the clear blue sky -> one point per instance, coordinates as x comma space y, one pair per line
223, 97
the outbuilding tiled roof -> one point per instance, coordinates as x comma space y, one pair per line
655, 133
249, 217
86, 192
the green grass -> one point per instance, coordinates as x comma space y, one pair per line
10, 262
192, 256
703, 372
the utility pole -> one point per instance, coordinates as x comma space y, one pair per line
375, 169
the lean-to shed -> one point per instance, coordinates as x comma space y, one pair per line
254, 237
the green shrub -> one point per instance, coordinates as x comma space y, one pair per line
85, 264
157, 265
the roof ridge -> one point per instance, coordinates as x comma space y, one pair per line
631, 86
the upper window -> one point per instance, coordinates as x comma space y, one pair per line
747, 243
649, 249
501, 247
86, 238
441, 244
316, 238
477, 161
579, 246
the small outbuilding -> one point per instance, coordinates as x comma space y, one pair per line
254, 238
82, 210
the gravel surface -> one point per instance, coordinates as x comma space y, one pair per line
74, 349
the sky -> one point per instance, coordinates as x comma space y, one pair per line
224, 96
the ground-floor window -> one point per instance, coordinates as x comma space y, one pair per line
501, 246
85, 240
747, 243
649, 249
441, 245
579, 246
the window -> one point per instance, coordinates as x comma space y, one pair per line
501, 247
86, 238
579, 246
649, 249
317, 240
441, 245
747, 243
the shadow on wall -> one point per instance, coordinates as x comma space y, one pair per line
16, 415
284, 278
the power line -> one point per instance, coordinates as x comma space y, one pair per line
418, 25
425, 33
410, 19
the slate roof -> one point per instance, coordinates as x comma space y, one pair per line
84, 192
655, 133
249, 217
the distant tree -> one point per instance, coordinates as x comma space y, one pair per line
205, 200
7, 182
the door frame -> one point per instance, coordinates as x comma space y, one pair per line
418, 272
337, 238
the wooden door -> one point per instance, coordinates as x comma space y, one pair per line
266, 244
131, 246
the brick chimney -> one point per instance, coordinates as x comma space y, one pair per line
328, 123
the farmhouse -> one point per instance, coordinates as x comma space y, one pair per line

***

All the records above need to be restated exactly, line by line.

the clear blue sky -> one point per instance, coordinates as x comma space y, one pair per line
223, 97
the outbuilding tiled roof -> one point per instance, coordinates as x comma space y, one pair per line
655, 133
249, 217
86, 192
the green grass -> one point per instance, coordinates as x comma space y, one pair per line
10, 262
192, 256
703, 372
the utility pole -> one point per instance, coordinates as x comma space y, one pair per line
375, 169
the lean-to shed -> one point per instance, coordinates as x comma space y, one pair per line
254, 237
the green shrub -> one point per instance, coordinates as x comma space y, one pair per line
85, 264
157, 265
the roof ridge -> one point per instance, coordinates as x comma space y, one pair per line
631, 86
the upper window -> one point per instance, coordinates as x comma space y, one pair per line
747, 243
649, 249
501, 247
86, 238
441, 244
316, 238
477, 161
579, 246
the small outbuilding -> one point per instance, coordinates as x comma space y, one pair per line
254, 238
82, 210
the gravel surface -> one point per instance, coordinates as x comma space y, one pair per line
74, 349
the sky -> one point per instance, coordinates as x comma space y, one pair per line
224, 96
the ground-floor window -> one point per instance, coordinates as x comma space y, one pair per line
501, 246
85, 240
747, 243
649, 249
441, 245
579, 246
the window -> one point per instance, coordinates as x comma space y, one pair per line
501, 247
86, 238
579, 246
649, 249
317, 240
441, 245
747, 243
the shadow on wall -> one point per instance, coordinates as x comma space y, one pair per line
16, 415
284, 278
the power line -> one point per instance, coordinates as x comma space y, one pair per line
418, 25
425, 33
410, 19
the slate roof -> one point per instance, coordinates as x comma space y, one pair per line
84, 192
655, 133
249, 217
the distant tree -> one point per instance, coordinates as x comma space y, one pair per line
205, 200
7, 182
the door frame -> one point per instance, coordinates as x comma space y, one pair per line
418, 272
337, 238
the wooden door -> one point per instance, coordinates as x comma space y, one pair per line
266, 244
131, 246
the brick chimney -> one point per instance, coordinates as x comma space y, one pair per line
328, 123
the farmhouse -> one point per instance, coordinates as x comma space y, one pair per line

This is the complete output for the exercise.